Tuesday, November 08, 2011

Tipsy Tuesday: Civil Unrest

This beverage was discovered at a recent work event, when we had a partial bottle of raspberry vodka, and needed a mixer. That cocktail was about 1/3 vodka, 2/3 lemon-lime soda, with a squeeze of lime. Surprisingly refreshing. (I'm sure it'd knock you on your ass if you drank them like I wanted to.)

The above illustration is for a permutation that I've been in love with for ages. It really is refreshing, since the alcohol content is negligible. That's a pint glass with a shot of raspberry liqueur (any will do, but use Chambord if you're feeling fancy), filled with lemon-lime soda. The liqueur gives a light raspberry flavor to the soda, without giving it any boozy kick. I don't usually bother with the lime.

Want a boozy kick? Add a shot of vodka.

Friday, November 04, 2011

Totally Manic


There's a short circuit in my brain somewhere. I normally consider the idea of knitting a blanket ludicrous... I mean, why spend all that time and money on a large, worsted weight item that is never going to be finished anyway?

Somehow, though, knitting a blanket in tiny squares of sock yarn seemed totally reasonable.

And I'm making two.

Stored data:

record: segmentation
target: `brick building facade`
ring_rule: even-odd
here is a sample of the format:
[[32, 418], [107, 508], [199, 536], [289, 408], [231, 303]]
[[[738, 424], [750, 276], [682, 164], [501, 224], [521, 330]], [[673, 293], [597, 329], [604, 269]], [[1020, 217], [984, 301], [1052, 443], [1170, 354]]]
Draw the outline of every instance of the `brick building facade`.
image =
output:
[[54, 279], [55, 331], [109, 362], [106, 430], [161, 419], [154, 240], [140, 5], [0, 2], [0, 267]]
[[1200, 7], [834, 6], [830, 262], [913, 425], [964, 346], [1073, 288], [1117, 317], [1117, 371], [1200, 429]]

---

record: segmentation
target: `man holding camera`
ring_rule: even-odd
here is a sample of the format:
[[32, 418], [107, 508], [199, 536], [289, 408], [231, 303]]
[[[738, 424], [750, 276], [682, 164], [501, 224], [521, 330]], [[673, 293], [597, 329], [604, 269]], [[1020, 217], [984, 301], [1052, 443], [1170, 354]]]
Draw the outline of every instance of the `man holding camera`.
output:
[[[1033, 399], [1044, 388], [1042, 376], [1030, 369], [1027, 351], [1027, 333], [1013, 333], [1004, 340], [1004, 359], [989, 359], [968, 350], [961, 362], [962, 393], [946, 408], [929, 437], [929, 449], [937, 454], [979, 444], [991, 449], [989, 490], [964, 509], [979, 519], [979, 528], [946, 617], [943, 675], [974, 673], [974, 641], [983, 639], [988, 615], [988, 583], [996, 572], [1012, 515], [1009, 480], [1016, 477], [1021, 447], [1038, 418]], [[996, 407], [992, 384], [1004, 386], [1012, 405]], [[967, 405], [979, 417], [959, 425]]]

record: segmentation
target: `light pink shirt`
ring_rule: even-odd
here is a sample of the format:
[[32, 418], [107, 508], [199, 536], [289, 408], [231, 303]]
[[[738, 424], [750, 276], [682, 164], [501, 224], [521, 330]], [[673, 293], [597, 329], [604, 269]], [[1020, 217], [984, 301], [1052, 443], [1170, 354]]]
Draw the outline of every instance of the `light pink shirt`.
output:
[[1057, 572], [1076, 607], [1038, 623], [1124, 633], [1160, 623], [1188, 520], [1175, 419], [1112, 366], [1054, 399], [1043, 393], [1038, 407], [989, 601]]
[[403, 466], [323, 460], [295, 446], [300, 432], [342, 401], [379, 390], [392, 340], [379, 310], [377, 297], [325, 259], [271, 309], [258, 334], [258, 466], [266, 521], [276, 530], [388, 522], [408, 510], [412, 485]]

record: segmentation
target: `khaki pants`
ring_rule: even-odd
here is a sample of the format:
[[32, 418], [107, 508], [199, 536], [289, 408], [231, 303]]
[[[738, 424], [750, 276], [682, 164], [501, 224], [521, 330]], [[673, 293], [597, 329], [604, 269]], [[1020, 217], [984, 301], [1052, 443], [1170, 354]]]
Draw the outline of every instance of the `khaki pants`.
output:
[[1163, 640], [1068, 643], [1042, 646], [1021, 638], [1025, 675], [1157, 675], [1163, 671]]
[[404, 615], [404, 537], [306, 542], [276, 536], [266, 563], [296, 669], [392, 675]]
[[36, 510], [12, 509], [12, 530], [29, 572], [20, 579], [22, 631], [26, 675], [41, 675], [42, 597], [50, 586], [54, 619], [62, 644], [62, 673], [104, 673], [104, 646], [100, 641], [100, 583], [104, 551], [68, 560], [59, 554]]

To be done:
#1 Please transcribe the stretch of the blog post from "There's a short" through "seemed totally reasonable.".
#2 Write the next part of the blog post, picking up after its final sentence.

Response list:
#1
There's a short circuit in my brain somewhere. I normally consider the idea of knitting a blanket ludicrous... I mean, why spend all that time and money on a large, worsted weight item that is never going to be finished anyway?

Somehow, though, knitting a blanket in tiny squares of sock yarn seemed totally reasonable.

#2
Above, you see the "colorwash" blankie (so called for the group that fuels my madness: BlankieMania) as it stood a couple of months ago; it hasn't changed much, since I motivate myself to work on it afresh by disallowing myself to work on it the moment I feel ennui or have something else I should be doing. I was inspired by this one, choosing each new square color by matching it to the two squares it grows out of. (There is no seaming in this project: I pick up stitches from the squares below, and ends are woven in as I go.)

The other one is random, with a black border between each square, to give the eyes a break. It's still in the too-small-to-photograph stage.

Uh, yeah, and my other blanket project (that's right, blanket #3) is also garter stitch, knit on the bias out of handspun Romney (this is why it's obvious there's an error in my wiring).

Thursday, November 03, 2011

FO: The Dark Dance


Another knit from a favorite designer, this shawl was an absolute delight. That's actually not emphatic enough, but you get the idea. Birgit Freyer's designs exemplify German design at its pinnacle: her patterns (like German cars and German architecture) are graceful, complicated, and intuitive. There are almost no written instructions, because the charts tell you everything you need to know. (The bits which you need to have written instructions for come in five different languages!)

This shawl is Flamenco, my first Birgit knit. I purchased several patterns from her over a year ago, but waited 'til now to make one up, and I don't know why I waited so long; Birgit creates beautiful motifs, wielding an impressive control of yarn overs. Other lace patterns seem poorly designed after knitting one of her patterns. Really: when she wants to introduce a centered yarn over into a motif, she has you work a double increase. That may not seem like much until you are in the process of knitting one of her patterns, and the design appears under your needles as if by magic.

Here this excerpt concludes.